=== Given exercise ===
Rewrite every line of the entries below as a numbered list, skipping blank lines and leaving out the pictures.

Data records
☆ ☆ ☆ ☆ ☆ ☆ ☆

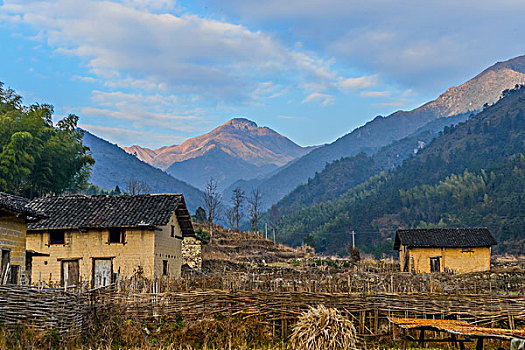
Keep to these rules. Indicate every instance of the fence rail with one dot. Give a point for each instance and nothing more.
(69, 313)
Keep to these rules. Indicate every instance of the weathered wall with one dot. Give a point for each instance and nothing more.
(13, 238)
(168, 248)
(191, 253)
(136, 251)
(459, 260)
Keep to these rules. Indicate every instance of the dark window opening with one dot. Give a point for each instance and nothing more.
(435, 265)
(6, 259)
(57, 237)
(13, 277)
(164, 267)
(117, 235)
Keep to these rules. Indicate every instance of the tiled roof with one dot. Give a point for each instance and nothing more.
(17, 205)
(444, 237)
(79, 211)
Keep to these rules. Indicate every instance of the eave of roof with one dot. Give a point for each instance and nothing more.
(444, 238)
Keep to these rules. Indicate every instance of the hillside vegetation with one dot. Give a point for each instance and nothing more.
(467, 98)
(472, 175)
(38, 157)
(345, 173)
(114, 167)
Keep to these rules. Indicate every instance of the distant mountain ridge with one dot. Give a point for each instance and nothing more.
(472, 175)
(113, 167)
(469, 97)
(237, 149)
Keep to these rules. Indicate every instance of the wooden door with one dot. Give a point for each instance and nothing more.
(70, 273)
(102, 272)
(6, 260)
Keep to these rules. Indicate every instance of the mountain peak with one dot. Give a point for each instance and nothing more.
(240, 123)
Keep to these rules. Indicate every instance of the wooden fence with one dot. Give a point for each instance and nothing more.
(70, 313)
(43, 309)
(280, 309)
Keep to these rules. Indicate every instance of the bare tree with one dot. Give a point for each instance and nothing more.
(238, 201)
(212, 202)
(230, 217)
(135, 186)
(254, 208)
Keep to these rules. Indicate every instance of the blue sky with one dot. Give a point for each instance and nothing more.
(156, 72)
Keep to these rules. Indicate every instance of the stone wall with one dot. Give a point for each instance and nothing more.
(191, 253)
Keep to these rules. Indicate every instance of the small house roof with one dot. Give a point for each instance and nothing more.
(84, 212)
(444, 237)
(18, 205)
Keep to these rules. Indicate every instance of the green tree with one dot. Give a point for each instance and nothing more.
(37, 157)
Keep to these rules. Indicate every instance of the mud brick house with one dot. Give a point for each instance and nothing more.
(94, 238)
(458, 250)
(14, 216)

☆ ☆ ☆ ☆ ☆ ☆ ☆

=== Result below ===
1. Keep to these rules. Indicate every instance of the fence rail with one dot. Give a point for each instance and nothing more.
2. (69, 313)
3. Keep to these rules. Indicate every instance of the weathered wall with one dot. Give a point for each instance and nothing more.
4. (13, 238)
5. (168, 248)
6. (191, 253)
7. (136, 251)
8. (459, 260)
9. Keep to these rules. Indicate every instance of the dark window opening with one dot. Give a point for each instance and nothing more.
10. (435, 265)
11. (6, 259)
12. (57, 237)
13. (13, 277)
14. (164, 267)
15. (117, 235)
16. Keep to these rules. Indicate every instance of the tiled roof with one dot. Give a point for each instance and nothing more.
17. (17, 205)
18. (444, 237)
19. (79, 211)
20. Keep to these rules. Indicate every instance of the eave of roof with one dot. Give a point for each instance and nothing more.
21. (444, 238)
22. Keep to these rules. Indicate every instance of the hillside vegetation with one dot. Give a point for each instance and nothing more.
23. (467, 98)
24. (472, 175)
25. (38, 157)
26. (345, 173)
27. (114, 167)
28. Keep to these rules. Indicate every instance of the distant mountain ridge with one dot. Give a point for each instance and nothing more.
29. (472, 175)
30. (113, 167)
31. (469, 97)
32. (237, 149)
33. Keep to these rules. Indicate every instance of the wooden door with one dot. Give a point for each instance and nothing more.
34. (70, 273)
35. (102, 272)
36. (6, 260)
37. Keep to these rules. Indicate every instance of the mountain peak with one dot. Give a point for each instance and nothing more.
38. (240, 123)
39. Keep to these rules. Indicate every instance of the wooden fence with one dot. Give a point for each instance and nothing more.
40. (70, 313)
41. (43, 309)
42. (280, 309)
43. Keep to these rules. Indicate every instance of the bare tree with one dot. Give a point for each instance and nothing more.
44. (238, 201)
45. (212, 202)
46. (230, 217)
47. (135, 186)
48. (254, 208)
49. Keep to these rules. Indicate every instance of the blue sky with one dot. Give a point for each instance and nothing more.
50. (156, 72)
51. Keep to these rules. Indicate every instance of the stone wall with one dot. Give a point for each instance and nothing more.
52. (191, 253)
53. Keep to these rules. Indicate every instance of the small house roof with one dot. Give a point for each instance and nothing more.
54. (84, 212)
55. (444, 237)
56. (18, 205)
57. Keep to these rules. Indicate every instance of the green tree with one dot. Give a point for each instance and nothing more.
58. (37, 157)
59. Keep to these rules. Indicate every instance of the mud brick house with one dot. Give a point for each instance and nothing more.
60. (94, 238)
61. (458, 250)
62. (14, 216)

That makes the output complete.